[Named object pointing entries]
____________

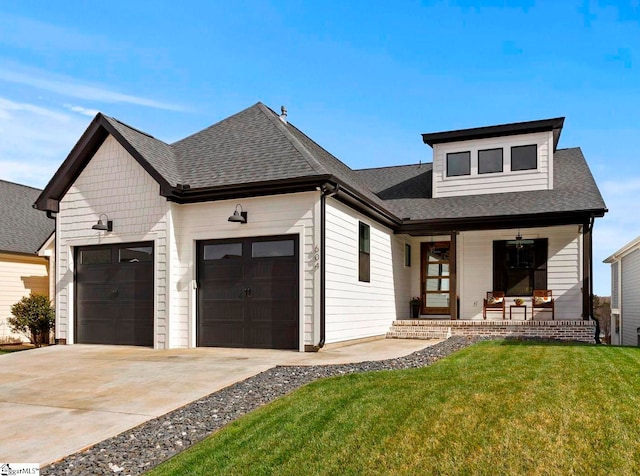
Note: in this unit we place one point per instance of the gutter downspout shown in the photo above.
(328, 190)
(591, 223)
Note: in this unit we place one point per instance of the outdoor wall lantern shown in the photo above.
(103, 225)
(238, 216)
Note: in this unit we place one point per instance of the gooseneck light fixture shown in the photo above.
(239, 215)
(103, 225)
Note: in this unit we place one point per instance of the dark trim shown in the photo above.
(447, 225)
(514, 128)
(453, 275)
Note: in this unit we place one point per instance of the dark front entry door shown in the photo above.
(248, 292)
(114, 294)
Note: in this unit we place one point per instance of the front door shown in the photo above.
(435, 277)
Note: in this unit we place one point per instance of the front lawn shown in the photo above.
(493, 408)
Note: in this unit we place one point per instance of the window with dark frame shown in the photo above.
(490, 161)
(364, 257)
(520, 266)
(458, 163)
(524, 157)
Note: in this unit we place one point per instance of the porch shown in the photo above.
(564, 330)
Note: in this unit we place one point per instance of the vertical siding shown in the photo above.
(273, 215)
(505, 181)
(19, 277)
(563, 269)
(113, 183)
(630, 298)
(356, 309)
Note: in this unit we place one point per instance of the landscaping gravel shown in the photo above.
(138, 450)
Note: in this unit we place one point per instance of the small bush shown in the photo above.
(32, 316)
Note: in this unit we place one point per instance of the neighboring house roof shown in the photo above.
(574, 190)
(255, 153)
(23, 229)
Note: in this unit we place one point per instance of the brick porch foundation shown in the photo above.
(578, 330)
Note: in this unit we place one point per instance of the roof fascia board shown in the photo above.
(517, 128)
(498, 222)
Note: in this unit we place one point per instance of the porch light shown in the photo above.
(103, 225)
(238, 216)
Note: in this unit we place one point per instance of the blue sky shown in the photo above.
(364, 79)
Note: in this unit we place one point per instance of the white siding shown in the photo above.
(630, 297)
(19, 276)
(295, 214)
(475, 271)
(357, 309)
(505, 181)
(115, 184)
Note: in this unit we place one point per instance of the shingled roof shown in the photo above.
(574, 190)
(23, 229)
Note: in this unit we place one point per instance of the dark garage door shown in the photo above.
(248, 293)
(114, 294)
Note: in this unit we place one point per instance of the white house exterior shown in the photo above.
(625, 298)
(152, 248)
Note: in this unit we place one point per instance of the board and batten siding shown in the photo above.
(19, 276)
(630, 297)
(115, 184)
(564, 275)
(505, 181)
(290, 214)
(357, 309)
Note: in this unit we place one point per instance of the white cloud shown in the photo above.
(70, 87)
(82, 110)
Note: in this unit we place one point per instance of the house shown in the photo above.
(250, 234)
(625, 299)
(23, 230)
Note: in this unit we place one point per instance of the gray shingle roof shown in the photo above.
(23, 229)
(574, 190)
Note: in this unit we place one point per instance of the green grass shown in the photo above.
(493, 408)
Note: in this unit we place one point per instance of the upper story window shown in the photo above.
(524, 157)
(364, 256)
(458, 163)
(489, 161)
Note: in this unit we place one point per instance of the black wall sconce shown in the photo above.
(103, 225)
(238, 216)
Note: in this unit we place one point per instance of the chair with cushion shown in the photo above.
(493, 302)
(543, 301)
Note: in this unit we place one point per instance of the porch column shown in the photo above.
(587, 251)
(453, 280)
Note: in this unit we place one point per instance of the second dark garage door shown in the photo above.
(114, 294)
(248, 292)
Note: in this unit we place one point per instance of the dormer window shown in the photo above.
(489, 161)
(524, 157)
(458, 163)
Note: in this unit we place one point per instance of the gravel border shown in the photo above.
(135, 451)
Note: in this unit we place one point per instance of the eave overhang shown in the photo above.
(448, 225)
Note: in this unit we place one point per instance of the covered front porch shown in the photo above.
(455, 275)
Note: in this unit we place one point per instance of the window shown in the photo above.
(489, 161)
(364, 257)
(520, 266)
(222, 251)
(524, 157)
(272, 249)
(458, 163)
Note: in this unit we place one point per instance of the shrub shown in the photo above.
(32, 316)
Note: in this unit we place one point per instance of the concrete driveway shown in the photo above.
(58, 400)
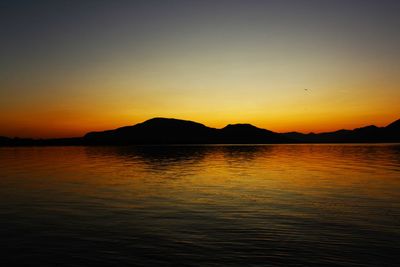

____________

List every line in the records above that contains the word "garage", matching case exactly.

FINISHED ANSWER
Note: in this unit we place one point per instance of the dark garage door shown in the photo above.
Note: in this unit we place one point per instance of the second dark garage door shown in the photo above.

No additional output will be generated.